* [GIVEN EXERCISE]
How many lines in the records below contain the word "tennis"? Give only the number.

* [MATERIAL FOR THIS TASK]
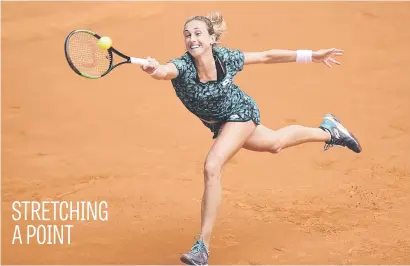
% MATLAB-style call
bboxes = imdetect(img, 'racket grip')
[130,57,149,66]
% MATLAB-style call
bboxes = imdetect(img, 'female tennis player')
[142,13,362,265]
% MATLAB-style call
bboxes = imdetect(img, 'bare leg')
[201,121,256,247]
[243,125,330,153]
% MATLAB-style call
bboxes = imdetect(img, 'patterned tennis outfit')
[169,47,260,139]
* * *
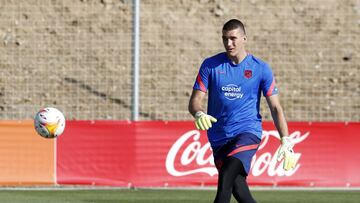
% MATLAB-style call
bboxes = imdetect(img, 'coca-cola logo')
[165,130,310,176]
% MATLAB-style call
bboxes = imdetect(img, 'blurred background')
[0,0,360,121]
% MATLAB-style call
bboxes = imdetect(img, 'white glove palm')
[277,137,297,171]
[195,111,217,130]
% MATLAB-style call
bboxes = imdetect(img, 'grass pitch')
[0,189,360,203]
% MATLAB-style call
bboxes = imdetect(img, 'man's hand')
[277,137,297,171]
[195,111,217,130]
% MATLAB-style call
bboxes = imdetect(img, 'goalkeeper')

* [ANSWER FOR THE TASK]
2